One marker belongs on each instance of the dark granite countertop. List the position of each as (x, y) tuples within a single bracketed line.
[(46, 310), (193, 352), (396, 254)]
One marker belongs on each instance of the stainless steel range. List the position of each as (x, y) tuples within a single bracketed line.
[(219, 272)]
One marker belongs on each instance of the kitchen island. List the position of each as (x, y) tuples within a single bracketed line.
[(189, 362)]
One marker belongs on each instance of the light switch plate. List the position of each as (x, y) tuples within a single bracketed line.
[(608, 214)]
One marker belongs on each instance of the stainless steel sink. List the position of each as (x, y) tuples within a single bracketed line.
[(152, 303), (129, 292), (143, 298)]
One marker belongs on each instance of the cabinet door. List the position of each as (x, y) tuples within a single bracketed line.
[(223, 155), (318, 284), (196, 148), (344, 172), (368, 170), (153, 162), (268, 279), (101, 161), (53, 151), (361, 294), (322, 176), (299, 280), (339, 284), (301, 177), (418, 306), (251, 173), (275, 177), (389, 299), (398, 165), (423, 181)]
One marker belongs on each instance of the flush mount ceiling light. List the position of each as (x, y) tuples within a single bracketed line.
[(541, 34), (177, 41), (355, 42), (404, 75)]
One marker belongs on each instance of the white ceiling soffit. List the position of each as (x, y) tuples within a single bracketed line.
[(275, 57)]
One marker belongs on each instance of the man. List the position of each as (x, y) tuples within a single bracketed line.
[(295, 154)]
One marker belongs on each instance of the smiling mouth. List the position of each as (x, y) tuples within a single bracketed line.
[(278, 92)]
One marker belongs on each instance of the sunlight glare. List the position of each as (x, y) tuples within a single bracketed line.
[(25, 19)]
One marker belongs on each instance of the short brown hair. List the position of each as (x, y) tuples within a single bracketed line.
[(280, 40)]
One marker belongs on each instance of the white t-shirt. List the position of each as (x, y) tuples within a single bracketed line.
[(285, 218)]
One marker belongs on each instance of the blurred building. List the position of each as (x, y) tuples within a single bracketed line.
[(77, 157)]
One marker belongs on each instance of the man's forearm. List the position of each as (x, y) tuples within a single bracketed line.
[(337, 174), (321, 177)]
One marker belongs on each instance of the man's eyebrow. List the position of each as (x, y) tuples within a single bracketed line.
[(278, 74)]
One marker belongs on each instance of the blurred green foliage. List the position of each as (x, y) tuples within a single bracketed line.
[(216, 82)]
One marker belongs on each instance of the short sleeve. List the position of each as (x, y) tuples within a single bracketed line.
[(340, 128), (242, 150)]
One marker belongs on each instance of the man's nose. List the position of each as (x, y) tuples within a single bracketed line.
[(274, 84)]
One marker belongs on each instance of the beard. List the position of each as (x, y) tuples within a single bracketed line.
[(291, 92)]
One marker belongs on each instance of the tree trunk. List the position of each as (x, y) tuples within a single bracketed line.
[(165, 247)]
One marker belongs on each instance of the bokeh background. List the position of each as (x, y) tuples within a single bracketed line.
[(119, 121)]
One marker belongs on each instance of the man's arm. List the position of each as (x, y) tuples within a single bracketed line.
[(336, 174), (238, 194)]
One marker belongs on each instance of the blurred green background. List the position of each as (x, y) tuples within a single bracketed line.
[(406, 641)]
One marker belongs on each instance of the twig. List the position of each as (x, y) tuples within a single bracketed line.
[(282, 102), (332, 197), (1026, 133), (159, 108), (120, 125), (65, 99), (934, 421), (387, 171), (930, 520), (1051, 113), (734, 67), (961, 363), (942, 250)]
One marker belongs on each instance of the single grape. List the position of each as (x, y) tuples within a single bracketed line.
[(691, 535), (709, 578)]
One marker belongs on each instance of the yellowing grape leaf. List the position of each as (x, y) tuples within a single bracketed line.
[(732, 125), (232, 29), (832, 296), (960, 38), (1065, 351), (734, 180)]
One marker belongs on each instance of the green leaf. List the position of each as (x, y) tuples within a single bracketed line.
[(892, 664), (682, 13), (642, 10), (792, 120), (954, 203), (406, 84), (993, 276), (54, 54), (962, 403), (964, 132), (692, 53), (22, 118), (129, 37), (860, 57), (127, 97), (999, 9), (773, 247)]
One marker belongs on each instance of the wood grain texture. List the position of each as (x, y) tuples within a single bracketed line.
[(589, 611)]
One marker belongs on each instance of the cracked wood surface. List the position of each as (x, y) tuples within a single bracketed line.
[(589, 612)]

※ ※ ※

Request:
Edit the full listing so that every "marker" becomes "pin", and keep everything else the same.

Exercise result:
One pin belongs on each instance of the dark granite countertop. List the position of each as (x, y) tuples within a single bracketed line.
[(46, 310), (193, 352), (396, 254)]
One pin belongs on each instance of the stainless steel range. List the position of each as (x, y) tuples within a single bracketed line.
[(219, 272)]
One pin belongs on each instance of the kitchen island. List the position of each as (x, y) tuples within a single bracketed line.
[(189, 362)]
One pin belongs on each instance of the light switch plate. List the position of each as (x, y) tuples within a single bracketed line.
[(608, 214)]
One pin belongs on each instance of the stainless steel sink. List the position of each as (x, y) tuples within a single bracketed line.
[(152, 303), (129, 292), (143, 298)]
One pin belongs on each instance of the cabinet door. List the position of each as (x, y) tuples within a single bracketed line.
[(223, 155), (318, 284), (196, 148), (344, 172), (368, 170), (153, 162), (268, 279), (101, 161), (53, 151), (361, 294), (322, 176), (299, 280), (339, 284), (301, 177), (418, 306), (251, 173), (275, 177), (389, 299), (398, 165), (423, 181)]
One pin belongs on each instance of the flush mount ceiling light. List the position of each as (x, y) tuples within a single bracketed line.
[(541, 34), (177, 41), (355, 42), (404, 75)]
One pin belongs on each instance of the white ceiling soffit. List the position of each as (x, y) tuples within a single bracketed line.
[(275, 57)]
One pin belongs on each instance of the man. List the position of each as (x, y) tuples within a single bracketed line.
[(295, 154)]
One pin belongs on each instance of the smiling mouth. List the position of each as (x, y) tuples within a single bracketed line.
[(278, 92)]
One pin belongs on each instance of the sunlight glare. List the position of each as (x, y) tuples within a single bracketed line.
[(25, 19)]
One pin belongs on each instance of the short brown hair. List the position of each as (x, y) tuples within a single bracketed line.
[(280, 40)]
One pin belongs on each instance of the white t-shirt. List the position of each as (x, y) tuples within a single bracketed line.
[(285, 218)]
One pin belongs on each instance of the blurred building. List the position of each as (x, y) tuples within a single bracketed line.
[(77, 157)]
One pin belongs on each instance of the man's forearm. List the position of each as (x, y) tuples within a single bracketed line.
[(337, 174), (321, 177)]
One pin belongs on each instance of the man's eyebrow. List the position of each as (x, y) tuples within a single bracketed line.
[(278, 74)]
One pin belongs on each instance of the blurred green foliage. List the position of each as (x, y) tuples within a single bracketed line.
[(216, 82)]
One pin belongs on each instance of the short sleeve. List the position of each as (x, y) tuples within a single bracketed line.
[(340, 128), (242, 150)]
One pin belongs on each instance of the man's nose. List the position of each as (x, y) tuples within a single bracketed line.
[(274, 84)]
One pin belongs on each instance of the beard. List the position of each as (x, y) tuples within a single bracketed line.
[(291, 92)]
One pin belongs on each instance of the tree trunk. List the position of each as (x, y) tuples within a single bracketed line.
[(165, 247)]
One pin belongs on each instance of the bokeh background. List the position of each as (x, y) tuples within a single bracketed line.
[(119, 121)]
One pin belongs on each instance of the man's arm. List the position of each as (x, y) tuples within a single bracketed line.
[(336, 174), (238, 194)]
One pin belongs on each instance of the blurred green background. List the position of each as (x, y) tuples within a single bracketed line.
[(406, 641)]
One pin belongs on each instance of the twig. List the position of each as (x, y) tuples within a single bracketed line.
[(282, 102), (332, 197), (1026, 133), (159, 108), (120, 125), (65, 99), (934, 421), (387, 171), (930, 520), (1051, 113), (734, 67), (961, 363), (942, 250)]
One pin belongs on each instance of the single grape. List the position of each as (x, y) tuples within a single bracketed line.
[(691, 535), (709, 578)]
One pin belongs on each instance of the yellowing grape leaf. List the position of each as (x, y) tuples within a single bracketed line.
[(732, 125), (232, 29), (832, 296), (960, 38), (1065, 351), (734, 180)]
One pin belongs on each instance of the green leaf. List the position of each as (x, y) tuples within a single bracketed line.
[(892, 664), (682, 13), (642, 10), (792, 120), (954, 203), (406, 84), (993, 276), (54, 54), (962, 403), (964, 132), (692, 53), (22, 118), (129, 37), (860, 57), (127, 97), (999, 9), (773, 247)]
One pin belongs on each instance of the wood grain texture. List the position of each as (x, y) tuples within a single bracketed line.
[(589, 611)]
One pin belongs on each instance of the cracked wood surface. List the position of each as (x, y) tuples within a single bracketed line.
[(589, 612)]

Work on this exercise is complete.